Selected extract ▸
Summary
The Monitoring Engineer is responsible for all system monitoring and performance monitoring in the RealPage DataCenter. This person will be working with each product to understand the overall product architecture and then implement monitoring systems and rules to proactively prevent downtime and performance issues.
PRIMARY RESPONSIBILITIES
- Plan, lead, and implement monitoring projects within the MOM/SCOM environment.
· Maintain and document system configuration as well as all ongoing moves and changes within SCOM environment.
· Evaluate monitoring and performance monitoring systems and implement chosen systems.
· Work closely with the NOC to insure monitoring systems are used effectively.
· Work with product teams to help them define appropriate alerts for their environments.
· Work with product teams and the systems architects to help them understand performance bottlenecks in applications.
· Administer agent & agentless environments within SCOM.
· Understand/use powershell for SCOM/MOM reporting.
· Create management packs & object groups.

Goal 1 ▸ Repeat the part of the job description from "PRIMARY RESPONSIBILITIES" up to and including "are used effectively.".
Goal 2 ▸ In the job description, which group does the Monitoring Engineer work closely with so that monitoring systems are used effectively?
The listing after the job description is not needed for this work.

Source material ▸
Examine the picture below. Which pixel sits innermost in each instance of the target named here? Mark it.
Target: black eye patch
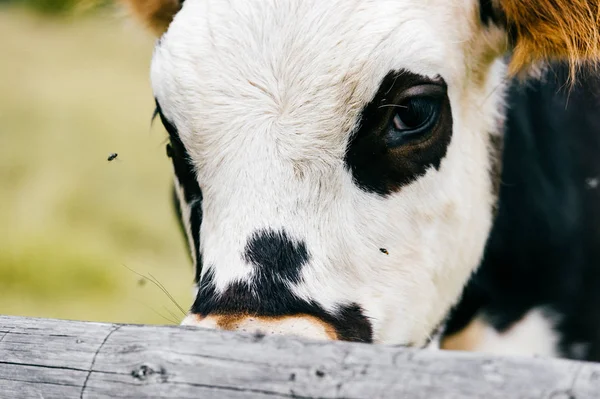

Result 1 ▸
PRIMARY RESPONSIBILITIES
- Plan, lead, and implement monitoring projects within the MOM/SCOM environment.
· Maintain and document system configuration as well as all ongoing moves and changes within SCOM environment.
· Evaluate monitoring and performance monitoring systems and implement chosen systems.
· Work closely with the NOC to insure monitoring systems are used effectively.

Result 2 ▸ The NOC.